→ Material provided

• • • • • • •

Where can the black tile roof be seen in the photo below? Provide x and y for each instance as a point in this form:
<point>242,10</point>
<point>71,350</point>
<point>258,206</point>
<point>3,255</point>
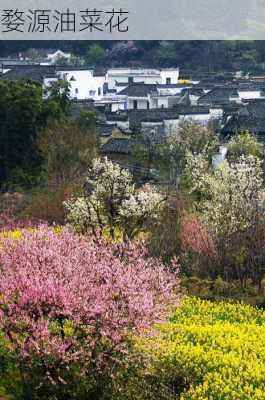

• • • • • • •

→ What to work on
Pull the lines above out verbatim, leaving out the picture.

→ Result below
Where can the black tile roof be seen in the photo below? Provide x and y for each instance as a point in this form:
<point>242,10</point>
<point>71,350</point>
<point>258,206</point>
<point>3,255</point>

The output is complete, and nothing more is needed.